== Work to be completed ==
Set down the passage of the markets column from "Europe’s share of" to "million (€333m) sales.", word for word.

== Reading passage ==
'''

European earnings continue to lag the US, where 62 per cent of companies have beaten estimates – one of the highest percentages of the last three years.
Impressively, the revenue beat rate of 64 per cent was the highest since the second quarter of 2011, and contrasts sharply with the previous quarter, when around half of companies beat estimates.
In Europe, 58 per cent of Stoxx 600 companies have met or beaten estimates, but mainly due to cost-cutting. Sales fell in seven of 10 sectors, despite the third quarter of 2013 being the weakest for revenues since 2009.
Share prices have been steady, however, precisely because investors believe this cannot persist.
Europe’s share of global profits is at a 28-year low, with profit margins at non-financial companies only slightly higher than 2009.
US profit margins, in contrast, are at record highs and look unsustainable.
With European economic data improving over the last year, investors are, for now, patiently waiting for the earnings upturn.
Stock building in a lot of positivity, or hot air
Valuation talk is just so yesterday.
Take AO.com, which jumped over 40 per cent on last Wednesday’s London market debut. That gave AO a valuation of over £1.7 billion (€2.06bn), compared to the £300 million (€363m) estimate mooted as recently as September. It trades on 160 times gross earnings (250 times net earnings), and six times last year’s £275 million (€333m) sales.
AO is not offering exponential growth through some super-sexy business model. It sells fridges, washing machines and kitchen appliances online – not a high-margin business, and one facing competition from Amazon as well as traditional rivals like Dixon’s.
AO founder John Roberts famously said the company recruits on DNA, not qualifications. "It's a positivity test – if you're not positive, you're not for us," he said, adding: "I don't believe in hot air. I believe in upfront." However, only an awful lot of positivity and even more hot air could justify AO's price.
Cape crusader bearish on US
US equities will decline in real terms over the next seven years, says GMO analyst James Montier.
Montier, one of the most respected strategists in the world, takes a detailed look at the much-discussed cyclically adjusted price-earnings (Cape) ratio in a new paper.

'''

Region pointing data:
'''

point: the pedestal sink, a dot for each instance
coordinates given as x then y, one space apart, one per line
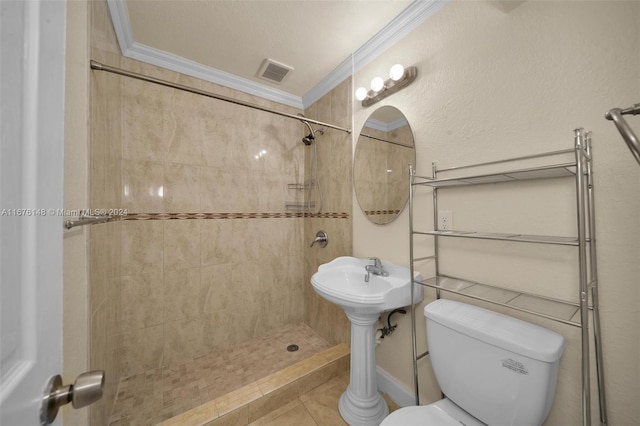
363 296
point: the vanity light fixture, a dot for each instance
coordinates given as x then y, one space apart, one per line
399 77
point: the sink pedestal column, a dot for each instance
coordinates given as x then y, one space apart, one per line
361 404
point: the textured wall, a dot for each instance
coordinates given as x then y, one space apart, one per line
495 84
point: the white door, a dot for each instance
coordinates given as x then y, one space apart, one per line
31 189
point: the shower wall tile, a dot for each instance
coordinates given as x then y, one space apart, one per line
219 242
335 159
181 188
183 339
143 186
142 247
230 326
144 132
142 300
172 289
181 244
224 287
185 144
142 349
182 292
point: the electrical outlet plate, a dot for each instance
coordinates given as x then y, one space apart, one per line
445 220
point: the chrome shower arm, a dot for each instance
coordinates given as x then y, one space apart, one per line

'''

== Exercise solution ==
Europe’s share of global profits is at a 28-year low, with profit margins at non-financial companies only slightly higher than 2009.
US profit margins, in contrast, are at record highs and look unsustainable.
With European economic data improving over the last year, investors are, for now, patiently waiting for the earnings upturn.
Stock building in a lot of positivity, or hot air
Valuation talk is just so yesterday.
Take AO.com, which jumped over 40 per cent on last Wednesday’s London market debut. That gave AO a valuation of over £1.7 billion (€2.06bn), compared to the £300 million (€363m) estimate mooted as recently as September. It trades on 160 times gross earnings (250 times net earnings), and six times last year’s £275 million (€333m) sales.